-- WRITTEN TASKS --
1. Rewrite the part of the email that opens with the words "No one seems" and closes with "way or another.", putting "analysis" in place of "explanation".
2. In the email, how long is the term of protection for government works in the United States?
3. Name every person the email identifies as the writer of a message.

-- EXCERPT --
....

[License-discuss] Government licenses
Pamela Chestek
pamela at chesteklegal.com
Wed May 29 23:23:19 UTC 2019
The Berne Convention also says in Article 7(8) that "unless the
legislation of that country otherwise provides, the term [of protection]
shall not exceed the term fixed in the country of origin of the work."
https://www.wipo.int/treaties/en/text.jsp?file_id=283698#P127_22000 The
country of origin is the United States and the term, for government
works, is zero years. So unless legislation in a different country
provides otherwise, the term in a different country shall not exceed
that of the US, that is, it shall not exceed zero.
No one seems to argue this. Maybe the argument is that since it isn't
protected by copyright in the US at all there is no term, but I haven't
seen any explanation one way or another.
Pam
Pamela S. Chestek
Chestek Legal
PO Box 2492
Raleigh, NC 27602
919-800-8033
pamela at chesteklegal.com
www.chesteklegal.com
On 5/29/2019 5:18 PM, Brendan Hickey wrote:
> Pam,
>
> I'm not sure that it would work this way. Per Article 5(2) of the
> Berne Convention:
>
> (2) The enjoyment and the exercise of these rights shall not be
> subject to any formality; such enjoyment and such exercise *shall be
> independent of the existence of protection in the country of origin of
> the work.*Consequently, apart from the provisions of this Convention,
> the extent of protection, as well as the means of redress afforded to
> the author to protect his rights, shall be governed exclusively by the
> laws of the country where protection is claimed.
>
> https://www.wipo.int/treaties/en/text.jsp?file_id=283698#P109_16834
>
> Brendan
>
> On Wed, May 29, 2019, 16:45 Pamela Chestek <pamela at chesteklegal.com
> <mailto:pamela at chesteklegal.com>> wrote:
>
> Wouldn't the government's copyright interest outside of the US be
> limited by the Rule of the Shorter Term under the Berne
> Convention? And so where the term in the US is "zero," wouldn't it
> be zero in those countries that observe the Rule of the Shorter Term?
>
> Pam
>
> Pamela S. Chestek
> Chestek Legal
> PO Box 2492
> Raleigh, NC 27602
> 919-800-8033
> pamela at chesteklegal.com <mailto:pamela at chesteklegal.com>
> www.chesteklegal.com <http://www.chesteklegal.com>
>
> On 5/28/2019 9:34 PM, John Cowan wrote:
>>
>>
>> On Tue, May 28, 2019 at 5:33 PM Christopher Sean Morrison via
>> License-discuss <license-discuss at lists.opensource.org
>> <mailto:license-discuss at lists.opensource.org>> wrote:
>>
>> Yes! Even to say it’s in the public domain is misleading.

....

-- DATA --

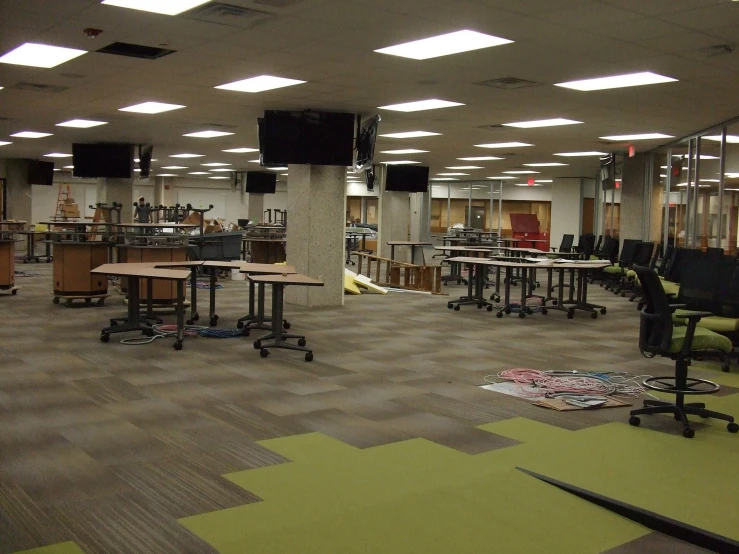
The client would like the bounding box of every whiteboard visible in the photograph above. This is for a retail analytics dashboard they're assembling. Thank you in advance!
[177,189,226,219]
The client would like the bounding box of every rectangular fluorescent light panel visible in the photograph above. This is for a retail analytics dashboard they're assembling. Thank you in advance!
[118,102,185,114]
[600,133,673,141]
[103,0,210,15]
[380,131,441,138]
[0,42,87,69]
[182,131,233,138]
[380,148,428,155]
[475,142,534,148]
[503,117,582,129]
[555,71,677,92]
[10,131,51,138]
[375,29,513,60]
[215,75,305,92]
[555,151,608,158]
[457,156,505,162]
[378,98,464,112]
[56,119,108,129]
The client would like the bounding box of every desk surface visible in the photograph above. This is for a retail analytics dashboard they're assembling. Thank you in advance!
[90,264,190,281]
[387,240,434,246]
[247,273,323,287]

....

-- ANSWER LIST --
1.
No one seems to argue this. Maybe the argument is that since it isn't
protected by copyright in the US at all there is no term, but I haven't
seen any analysis one way or another.

2. Zero years.

3.
Pamela Chestek
Brendan Hickey
John Cowan
Christopher Sean Morrison